» Exercise brief: Write out, unchanged, the lines from the one holding "find white sky" to the close of the listing. Both the first and last lines belong in it.

==== Data supplied

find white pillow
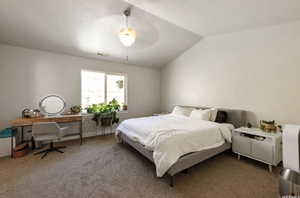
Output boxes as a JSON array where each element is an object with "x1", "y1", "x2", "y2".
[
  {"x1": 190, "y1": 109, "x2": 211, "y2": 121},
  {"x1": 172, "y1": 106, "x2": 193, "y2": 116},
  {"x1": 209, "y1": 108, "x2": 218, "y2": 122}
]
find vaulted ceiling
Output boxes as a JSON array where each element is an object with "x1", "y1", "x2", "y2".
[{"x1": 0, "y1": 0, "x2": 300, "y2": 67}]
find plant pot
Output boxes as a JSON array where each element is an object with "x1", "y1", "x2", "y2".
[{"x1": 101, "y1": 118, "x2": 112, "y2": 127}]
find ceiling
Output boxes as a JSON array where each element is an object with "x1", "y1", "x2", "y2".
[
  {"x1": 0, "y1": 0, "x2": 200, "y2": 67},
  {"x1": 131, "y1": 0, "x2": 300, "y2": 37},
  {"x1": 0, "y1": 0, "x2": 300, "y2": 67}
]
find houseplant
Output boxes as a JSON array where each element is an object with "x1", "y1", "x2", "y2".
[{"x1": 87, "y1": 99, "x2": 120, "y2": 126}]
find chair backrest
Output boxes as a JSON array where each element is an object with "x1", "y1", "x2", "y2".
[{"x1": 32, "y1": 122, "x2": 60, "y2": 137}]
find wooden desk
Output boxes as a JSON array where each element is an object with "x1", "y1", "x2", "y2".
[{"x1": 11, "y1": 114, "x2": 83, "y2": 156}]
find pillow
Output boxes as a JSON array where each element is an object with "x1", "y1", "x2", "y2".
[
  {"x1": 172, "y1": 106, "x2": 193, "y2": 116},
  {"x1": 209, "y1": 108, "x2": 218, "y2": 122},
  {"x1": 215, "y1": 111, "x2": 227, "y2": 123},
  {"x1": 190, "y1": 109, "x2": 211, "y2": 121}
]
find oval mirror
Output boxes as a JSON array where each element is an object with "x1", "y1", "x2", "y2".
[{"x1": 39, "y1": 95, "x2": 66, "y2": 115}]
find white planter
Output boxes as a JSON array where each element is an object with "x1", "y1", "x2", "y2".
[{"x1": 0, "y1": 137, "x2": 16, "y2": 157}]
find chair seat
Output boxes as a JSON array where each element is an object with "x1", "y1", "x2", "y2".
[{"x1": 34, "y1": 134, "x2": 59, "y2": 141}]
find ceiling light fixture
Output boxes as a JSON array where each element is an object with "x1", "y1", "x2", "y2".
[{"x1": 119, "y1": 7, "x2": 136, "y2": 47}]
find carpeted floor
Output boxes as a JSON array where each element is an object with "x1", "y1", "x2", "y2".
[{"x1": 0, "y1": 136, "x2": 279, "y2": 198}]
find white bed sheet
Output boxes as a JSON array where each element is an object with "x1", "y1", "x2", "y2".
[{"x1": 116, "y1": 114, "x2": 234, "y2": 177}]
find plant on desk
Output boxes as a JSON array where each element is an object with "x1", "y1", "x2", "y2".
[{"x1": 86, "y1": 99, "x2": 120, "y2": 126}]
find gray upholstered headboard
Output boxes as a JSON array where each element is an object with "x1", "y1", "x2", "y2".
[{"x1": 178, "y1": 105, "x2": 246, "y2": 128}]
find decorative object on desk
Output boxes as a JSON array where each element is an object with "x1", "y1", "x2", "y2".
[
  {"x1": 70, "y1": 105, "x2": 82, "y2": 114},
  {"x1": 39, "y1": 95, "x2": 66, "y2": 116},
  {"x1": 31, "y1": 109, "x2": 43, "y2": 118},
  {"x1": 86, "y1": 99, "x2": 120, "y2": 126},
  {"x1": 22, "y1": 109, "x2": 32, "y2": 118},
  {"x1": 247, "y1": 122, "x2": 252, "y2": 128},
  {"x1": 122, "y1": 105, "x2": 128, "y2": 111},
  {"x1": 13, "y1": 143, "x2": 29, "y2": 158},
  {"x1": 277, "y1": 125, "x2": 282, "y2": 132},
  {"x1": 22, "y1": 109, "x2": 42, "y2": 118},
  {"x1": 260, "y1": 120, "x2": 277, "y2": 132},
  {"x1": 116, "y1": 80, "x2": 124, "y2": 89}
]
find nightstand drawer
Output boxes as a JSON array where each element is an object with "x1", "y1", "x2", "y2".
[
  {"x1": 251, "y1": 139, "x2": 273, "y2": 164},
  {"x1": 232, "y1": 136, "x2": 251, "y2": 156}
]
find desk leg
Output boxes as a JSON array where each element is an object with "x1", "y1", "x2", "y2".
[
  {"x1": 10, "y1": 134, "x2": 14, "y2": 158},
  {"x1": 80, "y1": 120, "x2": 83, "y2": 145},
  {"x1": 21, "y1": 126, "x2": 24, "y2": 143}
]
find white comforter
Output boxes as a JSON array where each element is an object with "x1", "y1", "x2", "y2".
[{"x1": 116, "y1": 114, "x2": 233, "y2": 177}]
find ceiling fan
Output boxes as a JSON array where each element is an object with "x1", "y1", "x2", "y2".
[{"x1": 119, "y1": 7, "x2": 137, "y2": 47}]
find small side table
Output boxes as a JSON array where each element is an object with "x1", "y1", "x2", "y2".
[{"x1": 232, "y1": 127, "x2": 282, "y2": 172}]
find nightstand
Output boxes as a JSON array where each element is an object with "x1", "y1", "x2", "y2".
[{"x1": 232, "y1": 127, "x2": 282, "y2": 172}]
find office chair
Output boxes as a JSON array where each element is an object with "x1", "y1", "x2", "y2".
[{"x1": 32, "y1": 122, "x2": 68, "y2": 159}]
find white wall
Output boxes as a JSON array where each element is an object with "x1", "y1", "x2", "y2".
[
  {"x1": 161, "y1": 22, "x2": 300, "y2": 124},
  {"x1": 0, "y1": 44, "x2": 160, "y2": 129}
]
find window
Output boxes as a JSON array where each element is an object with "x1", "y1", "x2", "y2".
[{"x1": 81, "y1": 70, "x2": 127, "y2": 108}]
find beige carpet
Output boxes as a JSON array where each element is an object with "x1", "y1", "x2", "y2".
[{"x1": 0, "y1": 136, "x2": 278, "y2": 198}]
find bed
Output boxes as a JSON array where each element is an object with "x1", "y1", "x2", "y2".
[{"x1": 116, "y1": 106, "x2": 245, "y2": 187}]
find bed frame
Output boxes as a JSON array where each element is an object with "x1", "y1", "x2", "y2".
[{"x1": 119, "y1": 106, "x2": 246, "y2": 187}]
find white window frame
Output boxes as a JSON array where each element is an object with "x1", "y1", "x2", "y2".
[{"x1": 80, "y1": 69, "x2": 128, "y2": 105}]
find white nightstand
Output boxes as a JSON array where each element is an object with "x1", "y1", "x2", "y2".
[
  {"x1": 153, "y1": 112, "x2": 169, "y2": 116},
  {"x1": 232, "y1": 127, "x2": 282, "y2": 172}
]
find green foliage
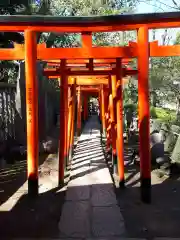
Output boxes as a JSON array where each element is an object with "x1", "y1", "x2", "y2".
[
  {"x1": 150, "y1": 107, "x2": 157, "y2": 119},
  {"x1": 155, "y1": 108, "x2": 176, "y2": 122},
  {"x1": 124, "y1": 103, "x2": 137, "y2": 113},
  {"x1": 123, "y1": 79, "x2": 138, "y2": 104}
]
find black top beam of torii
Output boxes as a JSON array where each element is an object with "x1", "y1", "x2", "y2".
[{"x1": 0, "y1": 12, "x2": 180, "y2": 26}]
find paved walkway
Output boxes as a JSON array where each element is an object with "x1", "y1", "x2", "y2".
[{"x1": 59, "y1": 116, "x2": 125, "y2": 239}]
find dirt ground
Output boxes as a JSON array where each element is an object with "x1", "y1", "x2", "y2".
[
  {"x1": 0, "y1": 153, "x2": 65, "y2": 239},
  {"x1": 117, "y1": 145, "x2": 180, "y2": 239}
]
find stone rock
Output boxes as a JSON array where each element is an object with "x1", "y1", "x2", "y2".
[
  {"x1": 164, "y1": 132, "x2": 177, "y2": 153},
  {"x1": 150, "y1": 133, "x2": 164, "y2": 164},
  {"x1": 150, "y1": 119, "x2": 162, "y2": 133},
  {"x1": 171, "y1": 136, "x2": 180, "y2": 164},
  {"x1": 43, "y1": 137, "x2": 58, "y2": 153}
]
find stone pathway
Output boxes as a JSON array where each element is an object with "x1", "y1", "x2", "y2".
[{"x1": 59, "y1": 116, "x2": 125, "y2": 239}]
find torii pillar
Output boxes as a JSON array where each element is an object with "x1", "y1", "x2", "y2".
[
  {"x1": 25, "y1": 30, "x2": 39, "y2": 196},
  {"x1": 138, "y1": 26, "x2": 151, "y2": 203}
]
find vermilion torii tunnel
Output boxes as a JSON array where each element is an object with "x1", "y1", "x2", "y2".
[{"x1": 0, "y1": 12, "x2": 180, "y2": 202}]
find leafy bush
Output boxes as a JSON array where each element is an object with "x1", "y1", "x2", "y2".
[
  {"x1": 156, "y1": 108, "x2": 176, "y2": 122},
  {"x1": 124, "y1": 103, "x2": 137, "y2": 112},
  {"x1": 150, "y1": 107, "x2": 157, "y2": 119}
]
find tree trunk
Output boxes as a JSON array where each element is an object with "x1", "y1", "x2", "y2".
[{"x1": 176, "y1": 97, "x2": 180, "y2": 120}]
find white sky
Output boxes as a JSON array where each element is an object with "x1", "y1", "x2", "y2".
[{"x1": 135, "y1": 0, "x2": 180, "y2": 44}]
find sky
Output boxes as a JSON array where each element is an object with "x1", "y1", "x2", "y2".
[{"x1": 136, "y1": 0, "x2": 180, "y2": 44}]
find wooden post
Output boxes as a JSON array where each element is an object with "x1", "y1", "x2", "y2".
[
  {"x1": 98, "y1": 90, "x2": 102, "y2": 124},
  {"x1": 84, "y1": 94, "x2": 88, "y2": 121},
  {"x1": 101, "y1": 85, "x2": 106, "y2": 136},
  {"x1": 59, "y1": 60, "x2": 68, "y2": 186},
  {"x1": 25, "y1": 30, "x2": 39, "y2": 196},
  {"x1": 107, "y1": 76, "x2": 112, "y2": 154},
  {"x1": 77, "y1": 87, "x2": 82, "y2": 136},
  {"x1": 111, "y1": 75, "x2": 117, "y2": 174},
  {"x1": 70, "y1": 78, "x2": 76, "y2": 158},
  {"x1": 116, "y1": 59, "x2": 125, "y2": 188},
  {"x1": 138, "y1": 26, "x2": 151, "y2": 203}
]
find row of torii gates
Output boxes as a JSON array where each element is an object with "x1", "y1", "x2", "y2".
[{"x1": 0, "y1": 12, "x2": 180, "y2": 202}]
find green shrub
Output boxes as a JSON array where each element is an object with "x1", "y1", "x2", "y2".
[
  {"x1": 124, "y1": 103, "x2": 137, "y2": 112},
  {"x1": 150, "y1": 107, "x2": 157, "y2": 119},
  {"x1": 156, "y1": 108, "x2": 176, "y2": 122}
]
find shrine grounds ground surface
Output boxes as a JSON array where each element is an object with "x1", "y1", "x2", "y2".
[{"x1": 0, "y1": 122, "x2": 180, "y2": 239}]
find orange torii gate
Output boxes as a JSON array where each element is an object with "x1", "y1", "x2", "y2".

========

» Problem solution:
find white sky
Output boxes as a JSON array where each element is an object with "x1", "y1", "x2", "y2".
[{"x1": 135, "y1": 0, "x2": 180, "y2": 44}]
find sky
Output boxes as a JSON array where each element is an object with "x1", "y1", "x2", "y2".
[{"x1": 136, "y1": 0, "x2": 180, "y2": 44}]
find wooden post
Output boxes as a JSON array where each element is an object with "x1", "y1", "x2", "y2".
[
  {"x1": 98, "y1": 90, "x2": 102, "y2": 124},
  {"x1": 84, "y1": 94, "x2": 88, "y2": 121},
  {"x1": 101, "y1": 85, "x2": 106, "y2": 136},
  {"x1": 59, "y1": 60, "x2": 68, "y2": 186},
  {"x1": 25, "y1": 30, "x2": 39, "y2": 196},
  {"x1": 107, "y1": 76, "x2": 112, "y2": 154},
  {"x1": 77, "y1": 87, "x2": 82, "y2": 136},
  {"x1": 111, "y1": 75, "x2": 117, "y2": 174},
  {"x1": 70, "y1": 78, "x2": 76, "y2": 158},
  {"x1": 116, "y1": 59, "x2": 125, "y2": 188},
  {"x1": 138, "y1": 26, "x2": 151, "y2": 203}
]
find row of torii gates
Output boxes as a JSON array where each element is an object with "x1", "y1", "x2", "y2".
[{"x1": 0, "y1": 12, "x2": 180, "y2": 202}]
find green shrub
Output boxes as a JSON array where each element is an object with "x1", "y1", "x2", "y2".
[
  {"x1": 124, "y1": 103, "x2": 137, "y2": 112},
  {"x1": 150, "y1": 107, "x2": 157, "y2": 119},
  {"x1": 156, "y1": 108, "x2": 176, "y2": 122}
]
find shrine grounds ground surface
Output boxes as a JSON array where each element is an object with "x1", "y1", "x2", "y2".
[{"x1": 0, "y1": 122, "x2": 180, "y2": 239}]
find orange torii gate
Output boxes as a JSON array where each element is an object with "x1", "y1", "x2", "y2".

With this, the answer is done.